◆ Aim of the exercise: Could you write out the records below exactly as they appear?

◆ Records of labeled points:

_ _ _ _

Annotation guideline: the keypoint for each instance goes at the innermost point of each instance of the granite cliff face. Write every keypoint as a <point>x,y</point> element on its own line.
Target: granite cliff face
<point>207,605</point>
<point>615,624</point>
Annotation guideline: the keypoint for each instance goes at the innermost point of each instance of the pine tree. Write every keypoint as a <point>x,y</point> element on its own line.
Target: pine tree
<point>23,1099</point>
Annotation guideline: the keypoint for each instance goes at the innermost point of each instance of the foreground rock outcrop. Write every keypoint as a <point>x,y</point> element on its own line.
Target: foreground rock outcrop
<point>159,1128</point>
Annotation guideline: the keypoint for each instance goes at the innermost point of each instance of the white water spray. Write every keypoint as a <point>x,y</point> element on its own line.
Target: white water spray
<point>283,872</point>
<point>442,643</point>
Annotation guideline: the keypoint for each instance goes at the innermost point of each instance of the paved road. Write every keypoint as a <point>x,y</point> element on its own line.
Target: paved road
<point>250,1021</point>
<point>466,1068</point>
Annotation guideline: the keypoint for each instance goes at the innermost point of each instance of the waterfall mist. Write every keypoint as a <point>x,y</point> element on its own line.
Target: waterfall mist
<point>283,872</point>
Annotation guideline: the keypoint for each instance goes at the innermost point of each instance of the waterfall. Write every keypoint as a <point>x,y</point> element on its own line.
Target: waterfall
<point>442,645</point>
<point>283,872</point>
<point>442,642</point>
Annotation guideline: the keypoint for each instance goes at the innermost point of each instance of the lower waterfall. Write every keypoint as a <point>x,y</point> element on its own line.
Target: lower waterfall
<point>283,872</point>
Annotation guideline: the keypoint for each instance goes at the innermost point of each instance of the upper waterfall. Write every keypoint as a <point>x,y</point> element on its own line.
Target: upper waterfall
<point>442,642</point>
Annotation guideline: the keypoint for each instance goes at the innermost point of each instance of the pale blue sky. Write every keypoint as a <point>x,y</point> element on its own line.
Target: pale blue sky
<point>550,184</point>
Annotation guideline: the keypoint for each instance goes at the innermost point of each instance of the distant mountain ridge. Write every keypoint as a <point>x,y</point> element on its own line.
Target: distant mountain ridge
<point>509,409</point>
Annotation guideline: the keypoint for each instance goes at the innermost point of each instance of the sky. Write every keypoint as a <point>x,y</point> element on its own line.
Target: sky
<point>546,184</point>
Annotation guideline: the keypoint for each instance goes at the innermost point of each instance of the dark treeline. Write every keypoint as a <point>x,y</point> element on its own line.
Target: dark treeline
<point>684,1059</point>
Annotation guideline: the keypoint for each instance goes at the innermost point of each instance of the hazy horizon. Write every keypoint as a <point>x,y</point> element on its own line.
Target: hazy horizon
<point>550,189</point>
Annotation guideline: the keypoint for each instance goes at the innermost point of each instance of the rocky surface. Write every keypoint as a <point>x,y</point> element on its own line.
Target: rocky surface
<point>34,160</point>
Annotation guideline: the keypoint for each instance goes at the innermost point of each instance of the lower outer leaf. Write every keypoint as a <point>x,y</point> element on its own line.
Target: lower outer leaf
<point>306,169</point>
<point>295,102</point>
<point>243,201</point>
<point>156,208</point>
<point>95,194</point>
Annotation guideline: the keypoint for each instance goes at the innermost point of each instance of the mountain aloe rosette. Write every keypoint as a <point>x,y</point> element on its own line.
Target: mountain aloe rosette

_ _ _ _

◆ Task response:
Annotation guideline: the keypoint for each instance goes at the innermost point of each instance of the granite cliff face. Write every keypoint as a <point>x,y</point> element on its own line.
Target: granite cliff face
<point>207,605</point>
<point>615,624</point>
Annotation guideline: the keypoint for each instance goes at the innermost point of each instance of the pine tree. Write every keypoint as a <point>x,y</point> element on its own line.
Target: pine tree
<point>23,1099</point>
Annotation guideline: the keypoint for each instance goes at the innermost point of each instance of the foreground rock outcrop. Write every keypoint as a <point>x,y</point> element on its own line.
Target: foreground rock outcrop
<point>159,1128</point>
Annotation guideline: the keypoint for each instance goes at the innermost point of each instance of the white water spray. Write every keypoint as a <point>x,y</point> element on its own line.
Target: white water spray
<point>283,872</point>
<point>442,643</point>
Annotation guideline: the keypoint for each instance goes at the innermost point of each instance of the paved road. Write every keypoint as a <point>x,y</point> element on its own line.
Target: paved road
<point>250,1021</point>
<point>466,1068</point>
Annotation guideline: the keypoint for each instance goes at the innermost point of each instance of the waterfall mist. Write every keypoint as a <point>x,y</point> element on its own line.
Target: waterfall mist
<point>283,872</point>
Annotation guideline: the keypoint for each instance goes at the innermost point of each instance of the waterfall. Write every keypoint as a <point>x,y</point> element on its own line.
Target: waterfall
<point>442,645</point>
<point>283,872</point>
<point>442,642</point>
Annotation guideline: the keypoint for each instance goes at the innermost point of each instance of the lower waterfall. Write every keypoint as a <point>x,y</point> element on its own line.
Target: lower waterfall
<point>283,872</point>
Annotation guideline: the keypoint for each instance goes at the innermost point of each instance of the upper waterfall. Write every keypoint as a <point>x,y</point> element on its own line.
Target: upper waterfall
<point>442,642</point>
Annotation guideline: the keypoint for each instance goes at the innermost point of each instance of the pale blue sky. Write every keypoint as a <point>x,y</point> element on its own line.
Target: pale blue sky
<point>550,184</point>
Annotation guideline: the keypoint for each instance goes at the innermost point of each instance of the distant mountain ridge. Write every keypoint as a <point>x,y</point> element on its own line.
Target: distant mountain ridge
<point>509,409</point>
Annotation guideline: the keypoint for each instance goes at the innermost point of each instance of the sky. Write every keypoint as a <point>x,y</point> element on its own line.
Target: sky
<point>546,184</point>
Annotation guideline: the keypoint for each instance goes at the innermost point of each instance of the dark treeline. Write every keypoint as a <point>x,y</point> element on its own line.
Target: dark treeline
<point>684,1059</point>
Annotation guideline: the keypoint for each instance goes at the innermost point of each instance of the hazy horizon. Write every keypoint as a <point>x,y</point> element on its own line.
Target: hazy horizon
<point>550,189</point>
Annotation guideline: the keypoint for each instance goes at the innermost point of each instance of the rocky surface. Write every keypoint as a <point>x,y</point> element on its own line.
Target: rocky surface
<point>34,160</point>
Annotation guideline: the keypoint for each instance goes at the innermost point of each instance of the lower outer leaf. Write every keypoint as a <point>x,y</point> element on its own line.
Target: lower outer leaf
<point>306,169</point>
<point>295,102</point>
<point>243,201</point>
<point>156,208</point>
<point>95,194</point>
Annotation guideline: the keypoint for each instance goes at the innermost point of each instance of the mountain aloe rosette. Write every keypoint as a <point>x,y</point> element on its own line.
Target: mountain aloe rosette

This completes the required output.